Job 1 ::
Find every line in the rows that contains the word "girl" and copy each one. Case counts.

Source ::
┌──
He goes to the party and plays a ‘Prisoner’s Dillema‘ of sorts with his Paneer tikka-munching Boss and the other Powerful man. Eventually he somehow manages to ensure that the guilty get their comeuppance. But this ‘victory’ is hollow. As his Boss asks him “Yeh hai tumhari Justice?”, he gives a reply which was there in the promos but sadly cut out from the film – “Justice Ka Sapna Maine Chhod Diya Hai”.

And this was probably my moment of the year which is not there in the film, but there in my memory, for a long time!

Fatema’s take

The cutaway from Dr. Ahmadi’s murder to the item song. It was a stroke of brilliance. Not only technically, but as a comment on our conscience in itself. Physically it’s a jolt, meant to unsettle us and shake us up. We’ve just witnessed a murder we’ve seen hundreds of times before but what we expect to come next is NOT an item song. And so we sit up and take notice. Besides, there is the juxtapositioning of the two warring factions of the film itself, one (the ‘good’) killed like a dog on the street and the other (the ‘bad’) celebrating his decadent power in all its ugliness. And then there is that tenuous mirror to our own conscience – what’s our rtn to this cutaway? Are we glad we are back into an indulgent song-n-dance setting and away from boring Dr Ahmadi? Or gratified by our own lust? Or guilty about feeling so? Or disgusted to watch such sharp contrasts unfolding in front of us? Or do we feel the cut is an over-sighted mistake? That the director doesn’t know what he is doing? The answer to this is a huge part of our response to the film and to think AND achieve something like this is no less than genius.
Beasts of the Southern Wild - 6—–> Shripriya Mahesh on Beasts Of The Southern Wild

The movie of the year for me was Beasts of the Southern Wild. I saw it in Sundance in January 2012 at it’s premier. I knew very little about the movie going in because the filmmakers were careful about not even putting out a trailer before the premier.

It was instantly captivating. I love the world Benh Zeitlin creates. It is constantly surprising, always engaging. All the actors are local and that lends significant authenticity to the world (bigwig directors would do well to take note). It tackles such powerful themes, but all from the perspective of the little girl, Hushpuppy, played to perfection by the adorable Quevenzhané Wallis.
└──
Job 2 ::
List every person or character named in the film commentary above.

Data entries ::
┌──
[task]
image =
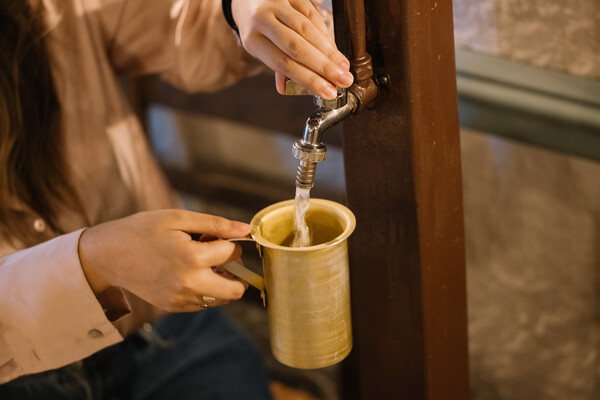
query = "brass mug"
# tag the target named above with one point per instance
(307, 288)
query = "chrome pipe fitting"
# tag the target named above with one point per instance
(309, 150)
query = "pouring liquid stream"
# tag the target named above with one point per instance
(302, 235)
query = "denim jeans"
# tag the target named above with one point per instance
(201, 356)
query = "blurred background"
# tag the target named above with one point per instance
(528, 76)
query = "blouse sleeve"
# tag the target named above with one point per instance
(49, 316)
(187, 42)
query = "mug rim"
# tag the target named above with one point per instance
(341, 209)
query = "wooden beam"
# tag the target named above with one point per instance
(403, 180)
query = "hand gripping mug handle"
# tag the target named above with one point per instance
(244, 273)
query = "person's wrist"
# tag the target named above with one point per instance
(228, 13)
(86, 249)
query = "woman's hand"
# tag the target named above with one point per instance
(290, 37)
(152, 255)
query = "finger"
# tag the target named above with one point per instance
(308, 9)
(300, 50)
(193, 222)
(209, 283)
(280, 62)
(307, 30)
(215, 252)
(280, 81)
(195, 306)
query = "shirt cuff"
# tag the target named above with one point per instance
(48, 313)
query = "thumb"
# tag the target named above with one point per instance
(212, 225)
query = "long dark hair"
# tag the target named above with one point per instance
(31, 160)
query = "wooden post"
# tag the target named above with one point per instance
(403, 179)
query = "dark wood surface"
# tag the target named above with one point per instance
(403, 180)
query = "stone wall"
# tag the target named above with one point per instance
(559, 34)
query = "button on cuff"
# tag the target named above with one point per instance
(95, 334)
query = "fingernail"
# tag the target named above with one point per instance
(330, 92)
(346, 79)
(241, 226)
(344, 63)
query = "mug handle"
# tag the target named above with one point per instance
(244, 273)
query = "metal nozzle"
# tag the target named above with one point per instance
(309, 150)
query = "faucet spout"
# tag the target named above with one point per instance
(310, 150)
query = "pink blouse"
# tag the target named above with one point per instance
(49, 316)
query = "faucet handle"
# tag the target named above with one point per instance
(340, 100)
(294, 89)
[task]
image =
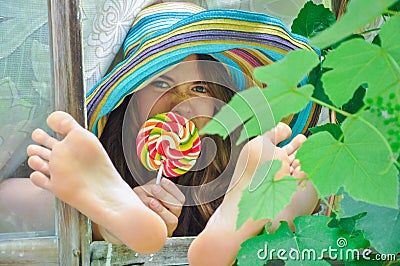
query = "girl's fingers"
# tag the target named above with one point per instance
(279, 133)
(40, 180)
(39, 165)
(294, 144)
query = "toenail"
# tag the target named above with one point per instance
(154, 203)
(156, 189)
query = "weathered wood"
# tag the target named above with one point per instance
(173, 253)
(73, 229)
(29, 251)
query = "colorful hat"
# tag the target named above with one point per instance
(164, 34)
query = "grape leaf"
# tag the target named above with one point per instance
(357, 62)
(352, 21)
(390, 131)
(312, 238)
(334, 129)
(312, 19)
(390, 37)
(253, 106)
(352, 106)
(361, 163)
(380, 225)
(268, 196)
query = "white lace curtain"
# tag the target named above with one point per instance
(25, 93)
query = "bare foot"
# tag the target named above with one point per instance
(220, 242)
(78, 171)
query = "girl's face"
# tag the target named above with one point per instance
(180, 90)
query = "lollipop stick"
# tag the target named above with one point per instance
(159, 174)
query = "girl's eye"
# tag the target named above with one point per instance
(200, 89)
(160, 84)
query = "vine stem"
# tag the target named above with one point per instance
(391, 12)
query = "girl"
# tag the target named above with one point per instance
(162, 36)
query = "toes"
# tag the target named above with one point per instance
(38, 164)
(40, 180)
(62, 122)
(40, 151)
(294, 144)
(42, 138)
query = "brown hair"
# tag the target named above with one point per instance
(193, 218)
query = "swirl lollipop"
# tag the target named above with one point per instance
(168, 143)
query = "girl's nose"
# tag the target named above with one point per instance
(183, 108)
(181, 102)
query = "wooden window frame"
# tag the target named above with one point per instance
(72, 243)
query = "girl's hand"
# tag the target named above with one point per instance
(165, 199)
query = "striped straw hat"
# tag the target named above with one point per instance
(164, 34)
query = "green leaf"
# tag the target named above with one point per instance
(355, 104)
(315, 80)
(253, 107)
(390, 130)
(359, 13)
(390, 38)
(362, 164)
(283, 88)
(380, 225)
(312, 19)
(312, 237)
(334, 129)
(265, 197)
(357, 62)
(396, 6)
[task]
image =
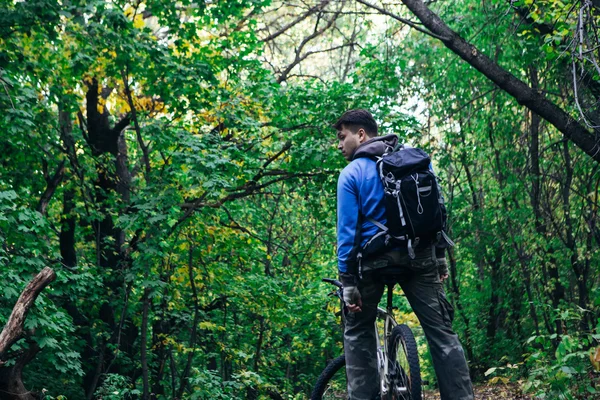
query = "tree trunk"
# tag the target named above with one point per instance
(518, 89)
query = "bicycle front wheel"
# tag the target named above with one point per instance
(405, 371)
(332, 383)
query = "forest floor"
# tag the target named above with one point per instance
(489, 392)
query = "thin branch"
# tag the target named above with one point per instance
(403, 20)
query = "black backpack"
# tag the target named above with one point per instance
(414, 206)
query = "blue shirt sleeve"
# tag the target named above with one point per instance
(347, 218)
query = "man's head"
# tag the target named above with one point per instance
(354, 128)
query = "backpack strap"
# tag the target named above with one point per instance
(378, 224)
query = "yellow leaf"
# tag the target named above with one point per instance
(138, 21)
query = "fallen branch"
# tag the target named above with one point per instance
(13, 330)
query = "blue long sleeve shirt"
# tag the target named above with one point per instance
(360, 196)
└──
Correct output 1 ::
query = "girl's fingers"
query = "girl's face"
query = "girl's eye"
query = "girl"
query = "girl's nose"
query = "girl's hand"

Correct output 2 ::
Fatema
Dr. Ahmadi
Shripriya Mahesh
Benh Zeitlin
Hushpuppy
Quevenzhané Wallis